==== Input rows
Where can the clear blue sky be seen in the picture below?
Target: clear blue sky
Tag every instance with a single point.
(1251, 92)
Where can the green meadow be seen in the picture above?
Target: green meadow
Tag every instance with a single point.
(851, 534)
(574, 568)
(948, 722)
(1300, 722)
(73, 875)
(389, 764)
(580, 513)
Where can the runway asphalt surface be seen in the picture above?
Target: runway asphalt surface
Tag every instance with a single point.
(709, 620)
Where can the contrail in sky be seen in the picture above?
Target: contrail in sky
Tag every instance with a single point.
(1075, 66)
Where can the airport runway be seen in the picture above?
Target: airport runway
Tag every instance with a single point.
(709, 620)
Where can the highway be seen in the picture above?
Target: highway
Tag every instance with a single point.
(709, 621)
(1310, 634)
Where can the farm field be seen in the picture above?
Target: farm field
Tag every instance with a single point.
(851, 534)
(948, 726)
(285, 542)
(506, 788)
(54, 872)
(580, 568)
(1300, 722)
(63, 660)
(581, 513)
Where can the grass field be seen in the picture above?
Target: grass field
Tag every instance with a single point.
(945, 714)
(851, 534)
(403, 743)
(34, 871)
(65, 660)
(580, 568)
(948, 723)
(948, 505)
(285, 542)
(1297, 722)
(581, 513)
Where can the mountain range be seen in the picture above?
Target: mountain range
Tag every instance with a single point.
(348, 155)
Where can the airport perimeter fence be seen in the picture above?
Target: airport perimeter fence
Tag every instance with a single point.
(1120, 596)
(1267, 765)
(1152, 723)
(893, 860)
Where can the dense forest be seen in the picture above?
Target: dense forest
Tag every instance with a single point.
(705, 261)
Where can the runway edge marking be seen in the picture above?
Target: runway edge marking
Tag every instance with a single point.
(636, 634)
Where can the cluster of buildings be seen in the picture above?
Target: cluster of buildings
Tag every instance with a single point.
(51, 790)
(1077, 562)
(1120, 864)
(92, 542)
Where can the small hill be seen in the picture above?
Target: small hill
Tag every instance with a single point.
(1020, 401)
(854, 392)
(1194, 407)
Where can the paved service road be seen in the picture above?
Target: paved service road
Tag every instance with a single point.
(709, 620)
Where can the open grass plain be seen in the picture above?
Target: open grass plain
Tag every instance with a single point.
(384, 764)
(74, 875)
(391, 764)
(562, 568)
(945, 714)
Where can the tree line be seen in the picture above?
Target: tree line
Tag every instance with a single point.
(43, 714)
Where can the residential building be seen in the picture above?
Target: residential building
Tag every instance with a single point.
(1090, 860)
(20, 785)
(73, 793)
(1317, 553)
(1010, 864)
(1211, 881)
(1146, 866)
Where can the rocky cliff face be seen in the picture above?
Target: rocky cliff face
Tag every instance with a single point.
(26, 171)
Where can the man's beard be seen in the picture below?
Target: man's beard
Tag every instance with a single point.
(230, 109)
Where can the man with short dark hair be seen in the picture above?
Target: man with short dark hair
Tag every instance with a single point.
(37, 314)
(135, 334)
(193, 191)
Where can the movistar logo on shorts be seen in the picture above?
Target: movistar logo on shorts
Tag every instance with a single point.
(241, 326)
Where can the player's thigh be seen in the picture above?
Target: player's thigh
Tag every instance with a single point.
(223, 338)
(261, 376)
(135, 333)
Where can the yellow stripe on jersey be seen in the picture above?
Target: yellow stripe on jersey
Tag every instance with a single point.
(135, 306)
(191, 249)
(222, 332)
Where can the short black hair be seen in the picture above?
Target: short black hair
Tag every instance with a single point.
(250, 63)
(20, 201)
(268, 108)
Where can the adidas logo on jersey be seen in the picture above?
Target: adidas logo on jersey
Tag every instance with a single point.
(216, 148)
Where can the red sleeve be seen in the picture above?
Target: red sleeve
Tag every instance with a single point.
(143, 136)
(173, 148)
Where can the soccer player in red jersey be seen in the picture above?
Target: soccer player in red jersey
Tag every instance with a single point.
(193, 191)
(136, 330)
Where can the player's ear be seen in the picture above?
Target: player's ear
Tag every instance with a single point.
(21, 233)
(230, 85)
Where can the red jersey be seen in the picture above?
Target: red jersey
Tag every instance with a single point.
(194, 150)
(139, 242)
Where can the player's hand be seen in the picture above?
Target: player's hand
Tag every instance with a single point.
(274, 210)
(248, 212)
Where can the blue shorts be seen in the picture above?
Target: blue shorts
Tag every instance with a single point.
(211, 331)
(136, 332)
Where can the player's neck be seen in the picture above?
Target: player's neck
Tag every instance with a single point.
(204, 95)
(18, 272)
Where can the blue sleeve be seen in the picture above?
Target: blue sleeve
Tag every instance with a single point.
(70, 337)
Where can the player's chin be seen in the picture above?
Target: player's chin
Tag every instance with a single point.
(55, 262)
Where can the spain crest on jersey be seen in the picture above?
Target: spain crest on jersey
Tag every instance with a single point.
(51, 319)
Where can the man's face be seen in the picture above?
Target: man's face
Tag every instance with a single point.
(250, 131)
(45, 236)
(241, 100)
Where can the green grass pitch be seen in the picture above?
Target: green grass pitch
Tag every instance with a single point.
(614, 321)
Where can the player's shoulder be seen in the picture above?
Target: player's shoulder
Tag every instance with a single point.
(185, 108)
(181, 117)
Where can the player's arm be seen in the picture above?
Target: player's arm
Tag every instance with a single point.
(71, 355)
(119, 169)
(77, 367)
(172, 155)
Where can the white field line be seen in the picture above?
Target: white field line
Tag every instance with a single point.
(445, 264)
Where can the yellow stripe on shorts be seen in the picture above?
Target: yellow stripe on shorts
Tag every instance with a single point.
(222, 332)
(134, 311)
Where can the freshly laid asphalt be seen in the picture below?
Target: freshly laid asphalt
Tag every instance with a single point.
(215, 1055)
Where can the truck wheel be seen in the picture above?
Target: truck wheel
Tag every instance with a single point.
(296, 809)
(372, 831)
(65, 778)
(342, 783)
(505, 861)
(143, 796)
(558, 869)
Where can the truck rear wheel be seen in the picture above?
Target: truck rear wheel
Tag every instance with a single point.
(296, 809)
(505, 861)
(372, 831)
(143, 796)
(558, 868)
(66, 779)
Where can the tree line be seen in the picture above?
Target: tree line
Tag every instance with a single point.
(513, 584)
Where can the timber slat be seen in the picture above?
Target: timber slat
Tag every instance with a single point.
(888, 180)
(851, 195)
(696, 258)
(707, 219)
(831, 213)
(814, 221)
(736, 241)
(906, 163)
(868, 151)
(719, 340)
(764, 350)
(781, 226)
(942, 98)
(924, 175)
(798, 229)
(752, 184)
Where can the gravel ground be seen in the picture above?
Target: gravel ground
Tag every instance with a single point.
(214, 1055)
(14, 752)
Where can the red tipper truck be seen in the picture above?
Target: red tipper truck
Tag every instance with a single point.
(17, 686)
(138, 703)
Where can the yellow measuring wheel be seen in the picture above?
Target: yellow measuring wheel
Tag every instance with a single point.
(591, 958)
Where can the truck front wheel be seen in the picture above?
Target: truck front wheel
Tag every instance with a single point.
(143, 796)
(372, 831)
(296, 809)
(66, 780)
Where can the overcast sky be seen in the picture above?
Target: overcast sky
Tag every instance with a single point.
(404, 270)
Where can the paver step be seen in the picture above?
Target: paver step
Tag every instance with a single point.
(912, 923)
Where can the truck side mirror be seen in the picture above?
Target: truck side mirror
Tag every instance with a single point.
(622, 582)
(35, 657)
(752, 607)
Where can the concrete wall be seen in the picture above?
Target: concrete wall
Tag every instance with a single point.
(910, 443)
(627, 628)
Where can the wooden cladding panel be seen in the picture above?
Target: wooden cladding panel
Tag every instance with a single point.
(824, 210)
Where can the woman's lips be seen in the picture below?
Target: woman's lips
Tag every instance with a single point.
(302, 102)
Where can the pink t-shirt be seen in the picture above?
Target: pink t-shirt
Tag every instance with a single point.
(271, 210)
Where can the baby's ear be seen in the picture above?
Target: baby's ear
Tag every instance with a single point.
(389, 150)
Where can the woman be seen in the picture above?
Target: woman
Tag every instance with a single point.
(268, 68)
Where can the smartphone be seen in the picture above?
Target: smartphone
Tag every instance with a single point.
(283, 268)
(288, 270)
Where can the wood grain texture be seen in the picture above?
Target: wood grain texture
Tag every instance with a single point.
========
Objective: Starting with the line that contains "Where can the truck side", print each line through the last one in the listing. Include both end lines and add nothing.

Answer to this task:
Where can the truck side mirror be seen in the picture above?
Target: truck side mirror
Tag every instance with a single point.
(622, 582)
(35, 657)
(752, 607)
Where can the concrete wall be seen in the picture above?
Target: concrete wall
Tag every instance with a single point.
(910, 443)
(627, 628)
Where can the wooden cladding panel be seen in the picture above?
Target: wooden cladding panel
Tag every instance with a single point.
(824, 210)
Where can the woman's lips be seen in the picture below?
Target: woman's lips
Tag every instance with a single point.
(302, 102)
Where can the pink t-shirt be seen in the picture above?
Target: pink t-shirt
Tag every instance with a single point.
(271, 210)
Where can the baby's ear be seen in the picture above?
Target: baby's ear
Tag every instance with a single point.
(389, 150)
Where can the woman be seen in the picture above?
Target: woman
Tag every instance with a single point.
(268, 68)
Where can the smartphone be seen in the picture above?
Target: smartphone
Tag every instance with a single point.
(283, 268)
(288, 270)
Where can the wood grain texture be seen in the picture above?
Target: wood grain texture
Tag every instance with a single point.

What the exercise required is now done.